▸ **Your assignment**: From the line holding "In this exercise you will spot the man's hand" to the final line of the entries, set down each line exactly, including both, and nothing more.

▸ **Supplied data**:
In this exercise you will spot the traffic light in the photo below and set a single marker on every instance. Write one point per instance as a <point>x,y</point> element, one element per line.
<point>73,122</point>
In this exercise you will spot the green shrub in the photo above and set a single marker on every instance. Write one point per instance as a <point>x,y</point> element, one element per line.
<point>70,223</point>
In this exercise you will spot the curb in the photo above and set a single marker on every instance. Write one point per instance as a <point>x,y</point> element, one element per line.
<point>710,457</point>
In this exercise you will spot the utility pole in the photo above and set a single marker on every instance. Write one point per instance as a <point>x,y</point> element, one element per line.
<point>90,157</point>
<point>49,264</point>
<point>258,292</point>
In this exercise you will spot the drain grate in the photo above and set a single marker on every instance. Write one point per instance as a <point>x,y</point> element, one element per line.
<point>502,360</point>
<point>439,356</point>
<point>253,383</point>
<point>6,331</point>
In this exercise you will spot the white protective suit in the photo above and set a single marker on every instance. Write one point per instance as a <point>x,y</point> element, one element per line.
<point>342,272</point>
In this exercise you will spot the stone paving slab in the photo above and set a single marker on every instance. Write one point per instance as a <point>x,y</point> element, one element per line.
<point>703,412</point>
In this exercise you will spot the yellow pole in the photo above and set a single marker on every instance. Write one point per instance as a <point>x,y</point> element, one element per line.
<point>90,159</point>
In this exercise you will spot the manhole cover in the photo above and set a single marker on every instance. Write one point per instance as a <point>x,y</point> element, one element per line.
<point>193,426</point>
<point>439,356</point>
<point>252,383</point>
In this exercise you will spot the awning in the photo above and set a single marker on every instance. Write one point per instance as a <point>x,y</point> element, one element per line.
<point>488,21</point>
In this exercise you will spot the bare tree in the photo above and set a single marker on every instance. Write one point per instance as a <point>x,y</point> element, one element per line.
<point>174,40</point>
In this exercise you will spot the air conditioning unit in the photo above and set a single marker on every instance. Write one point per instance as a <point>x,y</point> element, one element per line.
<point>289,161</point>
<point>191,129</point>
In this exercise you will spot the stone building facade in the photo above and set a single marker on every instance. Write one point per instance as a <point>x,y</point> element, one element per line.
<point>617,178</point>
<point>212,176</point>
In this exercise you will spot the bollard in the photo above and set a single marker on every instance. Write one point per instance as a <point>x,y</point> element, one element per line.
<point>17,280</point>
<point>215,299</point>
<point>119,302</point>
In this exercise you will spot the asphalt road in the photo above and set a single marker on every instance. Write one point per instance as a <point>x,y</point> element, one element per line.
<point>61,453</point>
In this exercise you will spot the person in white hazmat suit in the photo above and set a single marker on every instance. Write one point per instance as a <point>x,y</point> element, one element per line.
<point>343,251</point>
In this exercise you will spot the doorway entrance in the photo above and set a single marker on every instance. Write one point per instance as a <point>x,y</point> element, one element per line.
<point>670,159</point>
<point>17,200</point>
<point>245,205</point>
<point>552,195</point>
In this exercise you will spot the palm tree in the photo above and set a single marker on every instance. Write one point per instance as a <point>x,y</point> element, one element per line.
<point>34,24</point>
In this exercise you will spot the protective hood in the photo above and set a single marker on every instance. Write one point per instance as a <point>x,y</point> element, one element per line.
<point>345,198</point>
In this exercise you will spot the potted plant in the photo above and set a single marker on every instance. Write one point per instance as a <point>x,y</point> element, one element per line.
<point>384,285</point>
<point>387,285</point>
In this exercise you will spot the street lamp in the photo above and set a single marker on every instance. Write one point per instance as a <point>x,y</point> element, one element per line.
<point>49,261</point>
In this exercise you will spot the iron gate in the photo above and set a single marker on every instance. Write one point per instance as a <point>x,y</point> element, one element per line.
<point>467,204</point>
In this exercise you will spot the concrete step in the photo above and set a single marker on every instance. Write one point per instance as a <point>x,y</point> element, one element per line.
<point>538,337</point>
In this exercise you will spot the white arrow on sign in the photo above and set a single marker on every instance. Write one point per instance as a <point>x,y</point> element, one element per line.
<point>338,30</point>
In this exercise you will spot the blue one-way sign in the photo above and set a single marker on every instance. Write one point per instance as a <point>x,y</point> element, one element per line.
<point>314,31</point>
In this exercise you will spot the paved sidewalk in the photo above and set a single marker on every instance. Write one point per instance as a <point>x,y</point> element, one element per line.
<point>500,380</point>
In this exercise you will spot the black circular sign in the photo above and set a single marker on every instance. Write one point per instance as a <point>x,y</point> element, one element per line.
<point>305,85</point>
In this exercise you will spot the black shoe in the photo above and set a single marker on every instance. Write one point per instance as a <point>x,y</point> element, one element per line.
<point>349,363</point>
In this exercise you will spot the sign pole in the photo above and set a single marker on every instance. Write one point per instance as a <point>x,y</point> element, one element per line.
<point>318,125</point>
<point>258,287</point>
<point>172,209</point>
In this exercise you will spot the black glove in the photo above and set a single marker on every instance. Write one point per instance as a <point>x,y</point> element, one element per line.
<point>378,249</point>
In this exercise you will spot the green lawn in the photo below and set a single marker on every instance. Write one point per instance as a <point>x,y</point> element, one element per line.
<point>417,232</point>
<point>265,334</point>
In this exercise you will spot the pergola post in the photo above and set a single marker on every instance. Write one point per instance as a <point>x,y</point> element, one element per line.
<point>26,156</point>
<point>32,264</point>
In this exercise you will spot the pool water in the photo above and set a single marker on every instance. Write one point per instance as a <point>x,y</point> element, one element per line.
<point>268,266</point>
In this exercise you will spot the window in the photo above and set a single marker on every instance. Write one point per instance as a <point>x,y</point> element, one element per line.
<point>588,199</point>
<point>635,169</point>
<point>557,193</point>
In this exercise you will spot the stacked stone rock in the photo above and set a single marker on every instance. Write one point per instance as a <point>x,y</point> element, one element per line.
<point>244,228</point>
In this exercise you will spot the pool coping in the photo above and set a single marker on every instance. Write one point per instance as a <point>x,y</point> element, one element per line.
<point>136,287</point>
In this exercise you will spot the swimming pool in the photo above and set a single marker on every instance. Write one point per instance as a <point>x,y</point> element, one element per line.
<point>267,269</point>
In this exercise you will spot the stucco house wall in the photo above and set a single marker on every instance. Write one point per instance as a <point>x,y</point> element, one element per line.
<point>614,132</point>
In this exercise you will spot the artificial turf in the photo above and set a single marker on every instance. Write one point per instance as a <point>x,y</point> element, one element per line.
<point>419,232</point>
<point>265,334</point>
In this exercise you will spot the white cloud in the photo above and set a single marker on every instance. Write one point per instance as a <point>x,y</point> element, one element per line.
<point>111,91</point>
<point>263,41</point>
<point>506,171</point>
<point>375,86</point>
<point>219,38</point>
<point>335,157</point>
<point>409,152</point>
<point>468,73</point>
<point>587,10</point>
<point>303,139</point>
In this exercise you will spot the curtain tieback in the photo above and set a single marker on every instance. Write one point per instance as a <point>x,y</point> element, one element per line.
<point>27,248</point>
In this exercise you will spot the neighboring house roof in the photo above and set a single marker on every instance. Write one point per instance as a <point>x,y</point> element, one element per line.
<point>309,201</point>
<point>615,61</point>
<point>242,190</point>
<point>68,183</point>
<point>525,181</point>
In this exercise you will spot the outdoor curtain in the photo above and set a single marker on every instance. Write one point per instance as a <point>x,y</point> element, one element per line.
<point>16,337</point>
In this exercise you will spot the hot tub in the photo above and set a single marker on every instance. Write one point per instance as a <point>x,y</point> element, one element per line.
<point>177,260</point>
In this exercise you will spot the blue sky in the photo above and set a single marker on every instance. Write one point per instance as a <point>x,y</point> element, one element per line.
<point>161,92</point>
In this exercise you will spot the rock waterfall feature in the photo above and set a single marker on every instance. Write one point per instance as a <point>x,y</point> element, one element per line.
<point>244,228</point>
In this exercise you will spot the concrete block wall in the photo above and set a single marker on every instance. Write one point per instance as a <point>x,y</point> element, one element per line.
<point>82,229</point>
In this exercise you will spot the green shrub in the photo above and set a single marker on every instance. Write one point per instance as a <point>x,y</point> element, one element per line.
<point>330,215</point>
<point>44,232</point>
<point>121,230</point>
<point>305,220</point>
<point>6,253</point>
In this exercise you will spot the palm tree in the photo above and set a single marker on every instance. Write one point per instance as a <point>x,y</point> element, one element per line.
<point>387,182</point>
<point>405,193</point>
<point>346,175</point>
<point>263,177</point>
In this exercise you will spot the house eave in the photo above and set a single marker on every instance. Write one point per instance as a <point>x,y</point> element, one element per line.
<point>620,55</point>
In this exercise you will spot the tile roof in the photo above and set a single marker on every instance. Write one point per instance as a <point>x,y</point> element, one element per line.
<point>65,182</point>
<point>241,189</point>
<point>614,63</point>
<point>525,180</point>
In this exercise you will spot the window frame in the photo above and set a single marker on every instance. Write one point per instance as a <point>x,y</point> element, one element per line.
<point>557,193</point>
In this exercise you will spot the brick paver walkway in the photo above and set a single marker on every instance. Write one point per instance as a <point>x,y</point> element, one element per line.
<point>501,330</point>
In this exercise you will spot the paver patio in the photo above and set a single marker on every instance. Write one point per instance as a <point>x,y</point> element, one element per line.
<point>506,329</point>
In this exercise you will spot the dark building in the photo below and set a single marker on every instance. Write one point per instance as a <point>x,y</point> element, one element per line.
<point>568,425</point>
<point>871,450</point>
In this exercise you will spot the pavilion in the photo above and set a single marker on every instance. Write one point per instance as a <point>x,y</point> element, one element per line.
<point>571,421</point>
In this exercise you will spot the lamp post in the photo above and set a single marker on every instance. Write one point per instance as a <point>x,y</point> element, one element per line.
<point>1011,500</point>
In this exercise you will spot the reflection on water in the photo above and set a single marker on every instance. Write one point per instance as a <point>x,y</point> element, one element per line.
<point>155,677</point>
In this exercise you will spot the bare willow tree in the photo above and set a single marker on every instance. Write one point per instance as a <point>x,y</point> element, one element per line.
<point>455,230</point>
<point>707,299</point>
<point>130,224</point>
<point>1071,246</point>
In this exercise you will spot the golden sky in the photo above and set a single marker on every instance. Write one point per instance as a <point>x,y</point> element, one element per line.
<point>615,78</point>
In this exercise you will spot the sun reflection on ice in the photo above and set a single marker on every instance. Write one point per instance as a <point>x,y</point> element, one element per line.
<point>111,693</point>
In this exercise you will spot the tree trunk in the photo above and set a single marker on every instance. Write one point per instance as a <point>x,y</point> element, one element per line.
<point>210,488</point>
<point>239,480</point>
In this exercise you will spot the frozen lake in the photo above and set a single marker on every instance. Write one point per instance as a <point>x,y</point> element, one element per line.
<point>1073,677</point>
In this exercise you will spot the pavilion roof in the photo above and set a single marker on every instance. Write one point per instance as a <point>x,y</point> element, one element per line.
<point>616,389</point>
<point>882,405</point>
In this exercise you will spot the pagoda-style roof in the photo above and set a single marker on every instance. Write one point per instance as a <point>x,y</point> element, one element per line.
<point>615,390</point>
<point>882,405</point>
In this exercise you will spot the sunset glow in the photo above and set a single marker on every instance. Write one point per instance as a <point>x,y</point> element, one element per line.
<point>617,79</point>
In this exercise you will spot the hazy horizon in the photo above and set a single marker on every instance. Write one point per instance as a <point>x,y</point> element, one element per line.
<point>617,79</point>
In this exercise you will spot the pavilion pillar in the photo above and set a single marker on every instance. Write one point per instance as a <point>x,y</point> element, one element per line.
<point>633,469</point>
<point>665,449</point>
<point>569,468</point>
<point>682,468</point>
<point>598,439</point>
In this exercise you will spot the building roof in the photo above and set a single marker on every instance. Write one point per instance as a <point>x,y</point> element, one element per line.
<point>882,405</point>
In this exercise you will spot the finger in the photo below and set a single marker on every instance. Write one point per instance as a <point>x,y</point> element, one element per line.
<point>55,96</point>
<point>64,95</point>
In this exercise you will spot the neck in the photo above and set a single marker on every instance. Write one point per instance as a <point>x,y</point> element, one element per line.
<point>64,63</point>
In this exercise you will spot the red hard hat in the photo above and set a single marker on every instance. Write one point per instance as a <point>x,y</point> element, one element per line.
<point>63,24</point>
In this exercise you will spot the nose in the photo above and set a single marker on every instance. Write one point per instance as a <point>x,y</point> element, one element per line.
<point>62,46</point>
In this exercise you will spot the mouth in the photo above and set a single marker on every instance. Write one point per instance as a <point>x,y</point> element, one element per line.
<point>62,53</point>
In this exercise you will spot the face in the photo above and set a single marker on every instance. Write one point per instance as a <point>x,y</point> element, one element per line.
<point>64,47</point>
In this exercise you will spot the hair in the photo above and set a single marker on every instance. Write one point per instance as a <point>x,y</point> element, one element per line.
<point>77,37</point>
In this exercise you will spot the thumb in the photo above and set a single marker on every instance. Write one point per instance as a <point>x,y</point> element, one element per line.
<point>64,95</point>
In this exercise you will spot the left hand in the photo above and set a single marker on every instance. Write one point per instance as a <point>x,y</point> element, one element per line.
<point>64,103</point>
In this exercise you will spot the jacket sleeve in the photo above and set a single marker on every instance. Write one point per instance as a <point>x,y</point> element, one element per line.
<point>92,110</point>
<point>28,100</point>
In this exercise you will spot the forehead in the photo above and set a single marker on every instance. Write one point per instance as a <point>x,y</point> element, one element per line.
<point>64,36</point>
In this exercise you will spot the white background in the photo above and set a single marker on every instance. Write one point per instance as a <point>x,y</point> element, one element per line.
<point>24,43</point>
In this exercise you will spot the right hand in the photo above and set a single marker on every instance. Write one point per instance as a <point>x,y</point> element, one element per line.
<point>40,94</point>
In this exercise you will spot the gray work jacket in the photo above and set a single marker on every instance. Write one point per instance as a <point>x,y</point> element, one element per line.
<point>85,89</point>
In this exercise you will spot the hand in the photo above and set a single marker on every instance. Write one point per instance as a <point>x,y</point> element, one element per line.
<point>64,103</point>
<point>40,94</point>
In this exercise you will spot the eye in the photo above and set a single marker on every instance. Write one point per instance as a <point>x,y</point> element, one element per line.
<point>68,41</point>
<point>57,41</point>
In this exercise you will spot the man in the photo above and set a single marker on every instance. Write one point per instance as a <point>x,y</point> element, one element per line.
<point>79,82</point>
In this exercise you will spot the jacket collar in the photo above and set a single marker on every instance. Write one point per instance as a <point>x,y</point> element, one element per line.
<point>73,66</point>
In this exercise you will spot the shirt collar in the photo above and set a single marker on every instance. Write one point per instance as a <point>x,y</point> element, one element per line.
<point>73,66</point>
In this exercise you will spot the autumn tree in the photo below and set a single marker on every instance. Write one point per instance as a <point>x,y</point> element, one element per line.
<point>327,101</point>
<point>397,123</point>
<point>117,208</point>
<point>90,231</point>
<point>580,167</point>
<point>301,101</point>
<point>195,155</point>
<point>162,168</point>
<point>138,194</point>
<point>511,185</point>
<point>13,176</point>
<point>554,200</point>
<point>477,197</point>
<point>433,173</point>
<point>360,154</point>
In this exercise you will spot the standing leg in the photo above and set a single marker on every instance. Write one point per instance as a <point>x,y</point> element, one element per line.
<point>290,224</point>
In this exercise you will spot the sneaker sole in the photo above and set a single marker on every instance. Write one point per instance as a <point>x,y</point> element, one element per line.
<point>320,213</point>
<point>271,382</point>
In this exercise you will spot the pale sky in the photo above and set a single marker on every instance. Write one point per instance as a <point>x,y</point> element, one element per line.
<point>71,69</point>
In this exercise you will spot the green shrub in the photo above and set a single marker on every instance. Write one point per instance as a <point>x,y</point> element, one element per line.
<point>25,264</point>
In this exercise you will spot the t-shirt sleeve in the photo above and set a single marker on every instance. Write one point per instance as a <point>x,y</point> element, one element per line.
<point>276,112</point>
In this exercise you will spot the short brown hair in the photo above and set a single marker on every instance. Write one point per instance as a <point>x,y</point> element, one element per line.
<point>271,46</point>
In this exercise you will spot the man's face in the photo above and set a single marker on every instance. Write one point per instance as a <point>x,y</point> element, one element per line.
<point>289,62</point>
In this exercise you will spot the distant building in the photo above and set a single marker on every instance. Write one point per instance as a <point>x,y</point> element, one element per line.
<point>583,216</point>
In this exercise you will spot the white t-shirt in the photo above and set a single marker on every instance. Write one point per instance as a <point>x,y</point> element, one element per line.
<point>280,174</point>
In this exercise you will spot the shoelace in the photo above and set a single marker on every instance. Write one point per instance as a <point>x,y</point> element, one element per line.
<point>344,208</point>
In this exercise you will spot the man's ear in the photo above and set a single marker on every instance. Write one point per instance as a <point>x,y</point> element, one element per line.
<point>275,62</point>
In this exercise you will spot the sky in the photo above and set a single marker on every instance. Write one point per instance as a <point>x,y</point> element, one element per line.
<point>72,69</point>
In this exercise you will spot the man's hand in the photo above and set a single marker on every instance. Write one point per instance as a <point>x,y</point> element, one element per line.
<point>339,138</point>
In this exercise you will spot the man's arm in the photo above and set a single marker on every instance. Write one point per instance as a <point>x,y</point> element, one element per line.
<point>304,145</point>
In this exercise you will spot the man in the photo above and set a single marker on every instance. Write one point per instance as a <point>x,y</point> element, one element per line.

▸ **Solution to this exercise**:
In this exercise you will spot the man's hand in the photo above and set a single marker on every instance. Write one point per instance as a <point>x,y</point> element, one element per line.
<point>339,138</point>
In this exercise you will spot the man's arm in the photo above and set a single marker on every instance. Write one point per instance as a <point>x,y</point> element, one element per line.
<point>304,145</point>
In this exercise you will spot the man in the photo above and set a single marker on every instance. Write one point per instance as a <point>x,y</point> element, one element per line.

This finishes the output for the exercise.